Problem statement:
Word for word, restate the lines of the material below from its first line through the one containing "Could you please outline every instance of the distant". Omit the rest.

□ □ □ □ □ □ □

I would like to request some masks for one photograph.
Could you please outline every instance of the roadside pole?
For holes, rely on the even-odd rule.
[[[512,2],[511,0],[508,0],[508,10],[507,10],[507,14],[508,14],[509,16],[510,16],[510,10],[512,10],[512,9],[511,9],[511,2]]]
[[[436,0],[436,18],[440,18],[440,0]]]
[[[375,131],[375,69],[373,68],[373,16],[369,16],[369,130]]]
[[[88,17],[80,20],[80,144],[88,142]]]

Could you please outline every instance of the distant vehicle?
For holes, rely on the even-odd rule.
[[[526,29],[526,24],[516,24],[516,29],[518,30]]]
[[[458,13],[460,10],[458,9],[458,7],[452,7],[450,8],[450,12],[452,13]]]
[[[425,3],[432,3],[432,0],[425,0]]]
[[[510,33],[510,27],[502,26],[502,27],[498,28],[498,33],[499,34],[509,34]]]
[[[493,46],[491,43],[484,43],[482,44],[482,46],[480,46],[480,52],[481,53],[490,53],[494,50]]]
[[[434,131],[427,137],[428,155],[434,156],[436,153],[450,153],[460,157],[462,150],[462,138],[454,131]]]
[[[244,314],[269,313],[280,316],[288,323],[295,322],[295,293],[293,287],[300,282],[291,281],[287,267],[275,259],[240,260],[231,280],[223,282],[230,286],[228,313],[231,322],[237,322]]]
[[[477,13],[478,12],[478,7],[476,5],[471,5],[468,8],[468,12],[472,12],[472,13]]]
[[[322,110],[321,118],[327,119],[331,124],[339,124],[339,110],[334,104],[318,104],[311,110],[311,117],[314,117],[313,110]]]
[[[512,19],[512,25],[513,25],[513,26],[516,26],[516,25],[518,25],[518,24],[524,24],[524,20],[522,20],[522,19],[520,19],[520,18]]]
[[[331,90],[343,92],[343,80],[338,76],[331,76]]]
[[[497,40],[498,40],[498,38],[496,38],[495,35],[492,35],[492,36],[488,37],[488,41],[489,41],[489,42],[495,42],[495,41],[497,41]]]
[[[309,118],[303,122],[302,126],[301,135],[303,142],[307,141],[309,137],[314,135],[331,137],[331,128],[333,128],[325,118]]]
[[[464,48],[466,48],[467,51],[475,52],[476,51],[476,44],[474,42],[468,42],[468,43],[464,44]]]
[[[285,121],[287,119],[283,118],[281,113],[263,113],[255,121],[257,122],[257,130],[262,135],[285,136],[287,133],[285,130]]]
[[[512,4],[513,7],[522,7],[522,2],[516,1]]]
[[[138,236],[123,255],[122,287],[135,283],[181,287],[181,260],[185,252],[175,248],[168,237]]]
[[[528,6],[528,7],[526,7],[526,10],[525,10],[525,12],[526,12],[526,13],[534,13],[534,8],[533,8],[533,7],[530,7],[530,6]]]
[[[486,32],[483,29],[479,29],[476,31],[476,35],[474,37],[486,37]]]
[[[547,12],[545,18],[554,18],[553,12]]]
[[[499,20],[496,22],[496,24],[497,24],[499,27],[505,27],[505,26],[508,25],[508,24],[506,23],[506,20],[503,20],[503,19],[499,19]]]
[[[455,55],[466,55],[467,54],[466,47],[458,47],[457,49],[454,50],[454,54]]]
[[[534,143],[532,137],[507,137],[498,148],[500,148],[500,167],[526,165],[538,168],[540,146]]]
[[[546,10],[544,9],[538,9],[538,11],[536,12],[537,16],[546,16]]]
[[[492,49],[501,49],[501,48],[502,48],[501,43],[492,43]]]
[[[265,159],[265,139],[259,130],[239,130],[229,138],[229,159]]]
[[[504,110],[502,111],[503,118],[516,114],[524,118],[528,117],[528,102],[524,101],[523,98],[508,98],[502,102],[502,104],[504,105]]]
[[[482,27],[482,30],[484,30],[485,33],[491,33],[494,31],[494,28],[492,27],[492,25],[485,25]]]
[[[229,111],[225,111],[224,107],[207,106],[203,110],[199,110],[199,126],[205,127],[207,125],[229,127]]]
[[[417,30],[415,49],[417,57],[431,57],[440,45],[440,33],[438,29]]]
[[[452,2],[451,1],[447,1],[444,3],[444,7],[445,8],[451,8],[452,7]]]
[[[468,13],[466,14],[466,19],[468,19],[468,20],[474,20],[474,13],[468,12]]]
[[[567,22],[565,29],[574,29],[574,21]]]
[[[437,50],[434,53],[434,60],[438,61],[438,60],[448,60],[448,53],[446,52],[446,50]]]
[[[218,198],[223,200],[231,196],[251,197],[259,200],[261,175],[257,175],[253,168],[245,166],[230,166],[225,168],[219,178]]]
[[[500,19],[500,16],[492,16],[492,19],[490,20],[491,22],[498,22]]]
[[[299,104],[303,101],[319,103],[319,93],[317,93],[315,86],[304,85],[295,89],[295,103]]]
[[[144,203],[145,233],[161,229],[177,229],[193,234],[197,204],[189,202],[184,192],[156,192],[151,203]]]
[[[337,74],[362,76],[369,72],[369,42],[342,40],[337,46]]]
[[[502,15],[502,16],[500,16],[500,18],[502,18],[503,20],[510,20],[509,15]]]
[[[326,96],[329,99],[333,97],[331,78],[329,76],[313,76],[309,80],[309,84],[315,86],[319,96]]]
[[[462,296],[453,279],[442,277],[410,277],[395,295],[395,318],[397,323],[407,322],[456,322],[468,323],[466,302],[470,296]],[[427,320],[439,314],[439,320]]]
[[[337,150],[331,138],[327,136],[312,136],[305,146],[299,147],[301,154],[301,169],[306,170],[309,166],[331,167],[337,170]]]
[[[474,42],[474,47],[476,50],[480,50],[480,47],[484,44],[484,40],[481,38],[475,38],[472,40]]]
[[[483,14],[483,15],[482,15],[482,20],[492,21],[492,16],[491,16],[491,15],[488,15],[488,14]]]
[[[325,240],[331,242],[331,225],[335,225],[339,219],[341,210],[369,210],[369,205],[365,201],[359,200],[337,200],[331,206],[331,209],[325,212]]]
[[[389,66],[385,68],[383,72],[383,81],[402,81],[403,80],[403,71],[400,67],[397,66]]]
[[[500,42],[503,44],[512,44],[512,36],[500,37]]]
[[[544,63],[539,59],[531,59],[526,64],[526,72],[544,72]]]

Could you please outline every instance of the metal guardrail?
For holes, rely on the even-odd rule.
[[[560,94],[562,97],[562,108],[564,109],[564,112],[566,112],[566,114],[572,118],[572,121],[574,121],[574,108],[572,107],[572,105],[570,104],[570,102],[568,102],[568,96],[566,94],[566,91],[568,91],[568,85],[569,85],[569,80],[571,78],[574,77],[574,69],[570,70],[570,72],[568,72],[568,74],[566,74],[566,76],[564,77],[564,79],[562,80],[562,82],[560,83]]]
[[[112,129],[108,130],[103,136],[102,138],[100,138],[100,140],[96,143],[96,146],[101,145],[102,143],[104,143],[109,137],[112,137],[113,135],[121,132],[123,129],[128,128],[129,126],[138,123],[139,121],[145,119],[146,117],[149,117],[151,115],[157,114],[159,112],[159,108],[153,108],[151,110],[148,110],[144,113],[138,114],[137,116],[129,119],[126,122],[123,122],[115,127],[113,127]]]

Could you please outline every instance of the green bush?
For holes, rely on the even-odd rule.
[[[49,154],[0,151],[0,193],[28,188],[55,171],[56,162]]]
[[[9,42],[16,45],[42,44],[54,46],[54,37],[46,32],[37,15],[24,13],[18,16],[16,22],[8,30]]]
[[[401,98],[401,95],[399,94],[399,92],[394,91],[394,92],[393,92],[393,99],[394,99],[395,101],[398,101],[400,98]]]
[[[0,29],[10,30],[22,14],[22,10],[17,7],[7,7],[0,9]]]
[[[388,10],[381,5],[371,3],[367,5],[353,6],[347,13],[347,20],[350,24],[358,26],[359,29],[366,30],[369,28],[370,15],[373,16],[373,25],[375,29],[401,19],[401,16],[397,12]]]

□ □ □ □ □ □ □

Answer area:
I would like to request some masks for one photograph.
Could you please outline every instance of the roadside pole?
For holes, rely on the even-odd rule.
[[[512,2],[511,0],[508,0],[508,10],[507,10],[507,14],[508,14],[509,16],[510,16],[510,10],[512,10],[512,9],[511,9],[511,2]]]
[[[436,0],[436,18],[440,18],[440,0]]]
[[[375,131],[375,69],[373,68],[373,16],[369,16],[369,130]]]
[[[88,17],[80,20],[80,144],[88,142]]]

Could you please outline every instance of the distant vehicle?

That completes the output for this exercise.